◆ Task to carry out ◆
Reproduce everything in the passage on KCC char pointers from "The reason type" down to "times this way.", keeping every word and mark unchanged.

◆ Text ◆
__________
In this particular example, no serious harm is done, but read on...

In the second oversight, bar is implicitly "int", but is being
assigned to a char pointer.  This should definitely cause an error
message; 4.2 CC barfs.  Now here we have a potential run-time crash
because "bar" really is returning an integer.

The reason type checking is so important for KCC is because char
pointers are really byte pointers; they are nothing like integers, or
even like pointers to any other kind of thing.  There is lots of old C
code that sort of assumes they can all be considered equivalent,
especially when passing things around as arguments and stuff.
However, because KCC actually has to perform various crunchings to
convert from one form to another, you can be unpleasantly surprised
when a char pointer is cast to an integer (or vice versa) without your
knowledge, and just as surprised when the crunching should have been
done but wasn't.  I've been screwed a couple of times this way.

P.S. Not connected with the above bug(s): I would guess that the most
common way of fouling up is when calling a subroutine which wants
a "general pointer" as argument, and relies on using (char *) as this
generalized pointer.  QSORT is a good example of this, as are FREE
and REALLOC.  The screw happens when the user provides an argument that
is a pointer to something other than char, without explicitly casting it.
__________
◆ Data listing ◆
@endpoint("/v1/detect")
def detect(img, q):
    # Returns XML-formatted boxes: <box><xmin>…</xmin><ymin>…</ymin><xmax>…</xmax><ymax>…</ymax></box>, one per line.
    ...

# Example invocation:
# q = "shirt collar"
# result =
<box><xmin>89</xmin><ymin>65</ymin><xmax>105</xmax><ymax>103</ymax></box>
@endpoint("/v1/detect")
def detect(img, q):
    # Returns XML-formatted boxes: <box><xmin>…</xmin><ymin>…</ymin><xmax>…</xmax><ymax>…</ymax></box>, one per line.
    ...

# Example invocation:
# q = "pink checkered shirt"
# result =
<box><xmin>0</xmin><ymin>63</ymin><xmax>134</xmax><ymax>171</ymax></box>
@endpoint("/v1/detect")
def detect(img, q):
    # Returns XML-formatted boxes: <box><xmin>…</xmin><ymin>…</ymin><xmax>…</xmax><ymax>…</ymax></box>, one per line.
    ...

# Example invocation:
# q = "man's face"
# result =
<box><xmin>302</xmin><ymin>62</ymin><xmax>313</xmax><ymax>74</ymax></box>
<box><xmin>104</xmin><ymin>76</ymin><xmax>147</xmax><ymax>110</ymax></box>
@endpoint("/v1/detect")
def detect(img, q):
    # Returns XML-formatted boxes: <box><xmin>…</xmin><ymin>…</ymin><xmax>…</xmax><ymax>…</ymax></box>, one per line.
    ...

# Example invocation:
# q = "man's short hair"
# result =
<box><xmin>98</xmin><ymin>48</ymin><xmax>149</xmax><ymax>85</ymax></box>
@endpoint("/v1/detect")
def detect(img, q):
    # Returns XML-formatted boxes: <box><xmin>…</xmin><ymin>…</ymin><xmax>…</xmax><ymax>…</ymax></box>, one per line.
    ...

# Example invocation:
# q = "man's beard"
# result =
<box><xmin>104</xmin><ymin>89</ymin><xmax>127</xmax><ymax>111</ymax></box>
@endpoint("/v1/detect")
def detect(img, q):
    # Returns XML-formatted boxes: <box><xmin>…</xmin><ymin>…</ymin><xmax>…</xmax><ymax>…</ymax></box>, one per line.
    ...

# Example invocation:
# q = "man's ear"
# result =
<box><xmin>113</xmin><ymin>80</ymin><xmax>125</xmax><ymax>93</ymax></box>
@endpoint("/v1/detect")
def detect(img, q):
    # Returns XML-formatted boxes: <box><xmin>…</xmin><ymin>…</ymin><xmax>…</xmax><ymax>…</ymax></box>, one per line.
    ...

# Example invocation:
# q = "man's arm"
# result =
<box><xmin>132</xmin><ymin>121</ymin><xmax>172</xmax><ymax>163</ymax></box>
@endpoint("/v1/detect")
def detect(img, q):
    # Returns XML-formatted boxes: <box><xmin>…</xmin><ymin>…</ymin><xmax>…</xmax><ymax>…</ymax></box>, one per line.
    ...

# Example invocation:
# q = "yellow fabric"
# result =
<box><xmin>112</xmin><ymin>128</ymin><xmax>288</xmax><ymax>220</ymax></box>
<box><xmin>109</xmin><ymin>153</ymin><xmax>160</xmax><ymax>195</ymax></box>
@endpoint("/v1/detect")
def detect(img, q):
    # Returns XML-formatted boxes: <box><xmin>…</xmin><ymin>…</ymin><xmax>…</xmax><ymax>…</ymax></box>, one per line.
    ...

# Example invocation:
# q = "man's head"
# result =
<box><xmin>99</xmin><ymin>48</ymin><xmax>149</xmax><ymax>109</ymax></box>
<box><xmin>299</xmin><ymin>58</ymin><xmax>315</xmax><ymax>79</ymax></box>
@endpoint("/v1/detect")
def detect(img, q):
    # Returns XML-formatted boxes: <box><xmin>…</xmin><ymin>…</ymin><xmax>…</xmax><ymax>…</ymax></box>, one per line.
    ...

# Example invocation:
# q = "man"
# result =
__________
◆ Written response ◆
The reason type checking is so important for KCC is because char
pointers are really byte pointers; they are nothing like integers, or
even like pointers to any other kind of thing.  There is lots of old C
code that sort of assumes they can all be considered equivalent,
especially when passing things around as arguments and stuff.
However, because KCC actually has to perform various crunchings to
convert from one form to another, you can be unpleasantly surprised
when a char pointer is cast to an integer (or vice versa) without your
knowledge, and just as surprised when the crunching should have been
done but wasn't.  I've been screwed a couple of times this way.